### [What to work on]
Gather every line in the records below that contains the word "tower", and copy each one. Case counts.

[Labeled area outline entries]

§ §

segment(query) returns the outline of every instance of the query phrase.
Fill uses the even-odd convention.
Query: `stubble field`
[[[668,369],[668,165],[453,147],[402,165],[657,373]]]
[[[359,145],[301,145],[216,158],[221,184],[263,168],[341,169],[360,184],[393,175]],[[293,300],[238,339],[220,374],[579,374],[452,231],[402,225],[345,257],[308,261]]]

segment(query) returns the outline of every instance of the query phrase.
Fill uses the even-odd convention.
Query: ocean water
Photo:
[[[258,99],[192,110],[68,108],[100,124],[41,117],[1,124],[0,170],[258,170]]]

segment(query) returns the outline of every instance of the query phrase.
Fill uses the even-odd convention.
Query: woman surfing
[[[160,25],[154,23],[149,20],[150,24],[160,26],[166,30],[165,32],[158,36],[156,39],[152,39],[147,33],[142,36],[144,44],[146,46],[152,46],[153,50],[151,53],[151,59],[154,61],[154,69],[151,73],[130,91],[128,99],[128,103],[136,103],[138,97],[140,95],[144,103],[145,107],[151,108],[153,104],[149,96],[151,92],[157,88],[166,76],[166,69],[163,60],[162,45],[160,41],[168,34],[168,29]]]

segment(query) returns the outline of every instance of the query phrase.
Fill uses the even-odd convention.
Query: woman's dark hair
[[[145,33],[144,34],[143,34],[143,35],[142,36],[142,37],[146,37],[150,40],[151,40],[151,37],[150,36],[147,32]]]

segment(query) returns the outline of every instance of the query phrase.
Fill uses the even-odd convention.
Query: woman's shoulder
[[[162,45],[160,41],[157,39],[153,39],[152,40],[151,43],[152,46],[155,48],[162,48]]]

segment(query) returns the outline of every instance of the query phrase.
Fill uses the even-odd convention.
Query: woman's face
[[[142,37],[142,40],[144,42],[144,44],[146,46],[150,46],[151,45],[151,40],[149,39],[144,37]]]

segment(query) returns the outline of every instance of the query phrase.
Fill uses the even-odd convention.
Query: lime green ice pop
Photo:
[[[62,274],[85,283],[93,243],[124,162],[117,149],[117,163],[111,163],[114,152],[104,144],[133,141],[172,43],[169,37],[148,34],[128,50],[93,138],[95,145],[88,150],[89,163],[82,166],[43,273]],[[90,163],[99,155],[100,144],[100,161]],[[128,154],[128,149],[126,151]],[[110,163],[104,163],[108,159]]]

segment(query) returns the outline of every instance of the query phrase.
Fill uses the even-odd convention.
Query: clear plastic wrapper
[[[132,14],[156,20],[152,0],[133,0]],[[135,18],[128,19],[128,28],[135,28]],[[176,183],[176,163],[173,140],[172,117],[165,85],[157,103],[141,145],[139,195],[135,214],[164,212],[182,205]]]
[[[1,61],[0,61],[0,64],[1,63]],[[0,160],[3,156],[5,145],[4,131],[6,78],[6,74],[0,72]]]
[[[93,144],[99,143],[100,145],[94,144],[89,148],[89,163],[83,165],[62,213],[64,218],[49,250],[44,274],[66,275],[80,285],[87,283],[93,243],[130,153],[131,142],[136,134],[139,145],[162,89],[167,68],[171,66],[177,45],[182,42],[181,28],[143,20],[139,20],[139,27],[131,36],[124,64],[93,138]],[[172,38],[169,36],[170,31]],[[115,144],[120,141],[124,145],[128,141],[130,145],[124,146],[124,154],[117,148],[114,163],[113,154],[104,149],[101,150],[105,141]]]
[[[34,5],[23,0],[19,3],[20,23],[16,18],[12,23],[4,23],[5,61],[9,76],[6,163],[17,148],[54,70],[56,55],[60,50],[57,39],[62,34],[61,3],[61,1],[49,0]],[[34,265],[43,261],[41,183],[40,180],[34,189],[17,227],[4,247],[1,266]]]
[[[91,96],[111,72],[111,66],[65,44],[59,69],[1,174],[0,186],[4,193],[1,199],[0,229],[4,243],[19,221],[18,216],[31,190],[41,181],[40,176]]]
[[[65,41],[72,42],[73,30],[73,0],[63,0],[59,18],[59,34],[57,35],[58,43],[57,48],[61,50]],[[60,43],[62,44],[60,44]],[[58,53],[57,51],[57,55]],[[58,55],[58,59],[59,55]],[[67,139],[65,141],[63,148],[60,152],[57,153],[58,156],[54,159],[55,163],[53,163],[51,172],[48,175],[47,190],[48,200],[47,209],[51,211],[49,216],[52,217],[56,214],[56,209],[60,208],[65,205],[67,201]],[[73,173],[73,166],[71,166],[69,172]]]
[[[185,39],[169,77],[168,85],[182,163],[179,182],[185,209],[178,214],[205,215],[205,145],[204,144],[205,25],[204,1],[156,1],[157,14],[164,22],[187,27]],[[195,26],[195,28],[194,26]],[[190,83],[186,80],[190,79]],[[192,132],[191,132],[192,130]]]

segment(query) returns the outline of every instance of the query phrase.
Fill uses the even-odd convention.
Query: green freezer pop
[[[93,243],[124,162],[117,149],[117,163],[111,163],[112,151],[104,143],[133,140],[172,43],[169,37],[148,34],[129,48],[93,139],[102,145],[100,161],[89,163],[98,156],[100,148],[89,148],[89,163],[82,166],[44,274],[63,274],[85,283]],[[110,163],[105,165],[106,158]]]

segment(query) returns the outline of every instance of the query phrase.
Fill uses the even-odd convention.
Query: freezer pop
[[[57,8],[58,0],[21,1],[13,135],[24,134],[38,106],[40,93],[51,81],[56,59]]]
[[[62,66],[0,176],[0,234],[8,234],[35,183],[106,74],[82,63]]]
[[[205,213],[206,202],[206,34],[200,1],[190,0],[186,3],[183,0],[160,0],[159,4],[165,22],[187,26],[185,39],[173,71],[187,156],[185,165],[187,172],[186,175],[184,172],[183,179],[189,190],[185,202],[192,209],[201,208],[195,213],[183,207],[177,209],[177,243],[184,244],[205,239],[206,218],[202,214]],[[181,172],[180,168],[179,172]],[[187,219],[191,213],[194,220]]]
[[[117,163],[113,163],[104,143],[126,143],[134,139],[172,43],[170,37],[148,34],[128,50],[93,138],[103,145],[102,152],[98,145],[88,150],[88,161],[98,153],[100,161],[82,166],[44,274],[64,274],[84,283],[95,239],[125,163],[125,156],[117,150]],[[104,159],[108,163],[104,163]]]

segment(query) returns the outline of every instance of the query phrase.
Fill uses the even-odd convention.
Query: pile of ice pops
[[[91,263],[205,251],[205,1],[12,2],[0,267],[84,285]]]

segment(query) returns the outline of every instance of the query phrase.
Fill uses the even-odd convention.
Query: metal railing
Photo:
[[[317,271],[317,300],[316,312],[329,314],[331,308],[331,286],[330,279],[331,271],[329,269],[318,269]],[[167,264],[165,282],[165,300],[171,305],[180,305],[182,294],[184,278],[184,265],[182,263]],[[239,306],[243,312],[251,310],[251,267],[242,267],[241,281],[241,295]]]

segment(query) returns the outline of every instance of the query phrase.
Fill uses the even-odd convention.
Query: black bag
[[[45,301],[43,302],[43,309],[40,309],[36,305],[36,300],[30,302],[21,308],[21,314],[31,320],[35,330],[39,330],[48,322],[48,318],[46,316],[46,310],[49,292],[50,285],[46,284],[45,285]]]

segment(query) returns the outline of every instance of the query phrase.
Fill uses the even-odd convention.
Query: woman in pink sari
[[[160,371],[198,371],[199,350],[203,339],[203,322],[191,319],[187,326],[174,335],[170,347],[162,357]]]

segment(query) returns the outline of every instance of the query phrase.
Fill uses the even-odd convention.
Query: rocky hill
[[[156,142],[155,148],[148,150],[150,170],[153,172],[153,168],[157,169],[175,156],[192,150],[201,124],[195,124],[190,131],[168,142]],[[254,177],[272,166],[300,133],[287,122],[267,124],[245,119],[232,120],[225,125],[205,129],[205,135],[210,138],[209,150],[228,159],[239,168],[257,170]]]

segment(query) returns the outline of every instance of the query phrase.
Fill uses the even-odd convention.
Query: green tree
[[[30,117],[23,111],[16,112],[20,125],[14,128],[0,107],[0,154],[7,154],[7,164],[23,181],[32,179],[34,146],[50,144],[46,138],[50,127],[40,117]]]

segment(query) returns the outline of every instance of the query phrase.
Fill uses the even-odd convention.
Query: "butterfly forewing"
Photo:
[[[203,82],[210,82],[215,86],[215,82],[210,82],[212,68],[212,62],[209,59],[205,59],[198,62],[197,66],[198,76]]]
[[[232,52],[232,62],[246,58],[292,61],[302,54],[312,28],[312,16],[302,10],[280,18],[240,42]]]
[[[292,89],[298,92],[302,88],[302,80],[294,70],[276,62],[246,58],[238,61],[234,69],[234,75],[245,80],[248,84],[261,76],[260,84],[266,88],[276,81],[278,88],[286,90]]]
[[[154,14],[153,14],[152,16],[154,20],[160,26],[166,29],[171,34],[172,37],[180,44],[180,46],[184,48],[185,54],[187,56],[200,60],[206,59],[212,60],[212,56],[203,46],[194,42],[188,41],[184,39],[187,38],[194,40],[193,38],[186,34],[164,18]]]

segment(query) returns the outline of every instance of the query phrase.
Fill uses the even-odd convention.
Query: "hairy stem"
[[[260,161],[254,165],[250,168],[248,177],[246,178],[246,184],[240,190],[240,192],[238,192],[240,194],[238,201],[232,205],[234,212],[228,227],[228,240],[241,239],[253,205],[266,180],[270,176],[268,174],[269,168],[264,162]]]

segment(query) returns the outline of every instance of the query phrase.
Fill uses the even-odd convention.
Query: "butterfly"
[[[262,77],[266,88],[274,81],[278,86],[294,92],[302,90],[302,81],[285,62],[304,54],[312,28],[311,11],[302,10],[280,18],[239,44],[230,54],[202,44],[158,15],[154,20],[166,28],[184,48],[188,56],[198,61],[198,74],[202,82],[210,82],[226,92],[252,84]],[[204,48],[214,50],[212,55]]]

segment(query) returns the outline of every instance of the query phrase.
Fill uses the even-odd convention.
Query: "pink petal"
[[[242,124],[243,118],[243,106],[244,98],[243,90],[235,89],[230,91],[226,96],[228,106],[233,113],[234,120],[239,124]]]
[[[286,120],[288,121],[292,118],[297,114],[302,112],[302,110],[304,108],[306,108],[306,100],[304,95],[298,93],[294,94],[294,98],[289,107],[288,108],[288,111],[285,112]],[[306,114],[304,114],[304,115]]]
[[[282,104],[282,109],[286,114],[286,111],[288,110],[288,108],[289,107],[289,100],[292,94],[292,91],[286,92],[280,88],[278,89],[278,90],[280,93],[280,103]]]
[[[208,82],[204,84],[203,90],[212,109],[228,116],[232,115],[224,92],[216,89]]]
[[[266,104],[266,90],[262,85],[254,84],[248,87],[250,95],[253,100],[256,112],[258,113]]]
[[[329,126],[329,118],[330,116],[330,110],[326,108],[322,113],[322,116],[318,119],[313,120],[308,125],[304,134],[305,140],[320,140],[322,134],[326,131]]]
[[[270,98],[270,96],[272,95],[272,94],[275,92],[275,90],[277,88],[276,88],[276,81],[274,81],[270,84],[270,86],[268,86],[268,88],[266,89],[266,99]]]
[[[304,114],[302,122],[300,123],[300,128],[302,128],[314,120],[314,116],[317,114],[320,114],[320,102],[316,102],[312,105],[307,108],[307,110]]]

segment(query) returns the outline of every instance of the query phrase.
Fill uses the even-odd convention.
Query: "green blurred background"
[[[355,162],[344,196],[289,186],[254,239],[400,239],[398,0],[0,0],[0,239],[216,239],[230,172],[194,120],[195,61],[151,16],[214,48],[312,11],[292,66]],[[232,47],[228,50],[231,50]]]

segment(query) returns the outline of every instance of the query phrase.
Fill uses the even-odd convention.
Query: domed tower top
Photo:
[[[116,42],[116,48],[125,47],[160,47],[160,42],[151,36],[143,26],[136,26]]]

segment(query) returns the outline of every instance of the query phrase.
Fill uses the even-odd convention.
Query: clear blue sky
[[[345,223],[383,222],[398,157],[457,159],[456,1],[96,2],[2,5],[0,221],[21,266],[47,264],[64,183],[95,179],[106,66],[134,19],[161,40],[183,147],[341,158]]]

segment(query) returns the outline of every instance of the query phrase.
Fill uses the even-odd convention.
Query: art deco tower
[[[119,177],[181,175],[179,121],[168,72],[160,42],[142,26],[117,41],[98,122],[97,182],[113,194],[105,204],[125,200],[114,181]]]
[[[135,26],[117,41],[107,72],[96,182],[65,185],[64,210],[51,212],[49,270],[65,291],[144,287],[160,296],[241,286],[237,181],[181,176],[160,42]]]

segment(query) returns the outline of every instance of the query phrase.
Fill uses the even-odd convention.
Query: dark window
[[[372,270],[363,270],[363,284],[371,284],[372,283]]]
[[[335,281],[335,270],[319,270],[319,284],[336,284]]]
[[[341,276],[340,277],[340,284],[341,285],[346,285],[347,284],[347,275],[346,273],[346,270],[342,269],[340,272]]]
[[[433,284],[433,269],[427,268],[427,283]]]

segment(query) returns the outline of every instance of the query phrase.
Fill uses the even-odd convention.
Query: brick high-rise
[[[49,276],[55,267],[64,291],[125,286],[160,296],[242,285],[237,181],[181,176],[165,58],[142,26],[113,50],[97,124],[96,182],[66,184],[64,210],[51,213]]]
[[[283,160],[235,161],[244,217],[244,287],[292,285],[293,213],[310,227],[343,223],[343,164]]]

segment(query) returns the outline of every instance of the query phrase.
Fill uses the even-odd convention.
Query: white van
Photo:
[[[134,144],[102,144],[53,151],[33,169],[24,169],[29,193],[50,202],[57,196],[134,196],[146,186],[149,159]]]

§ §

### [Result of the exercise]
Query: domed tower top
Query: art deco tower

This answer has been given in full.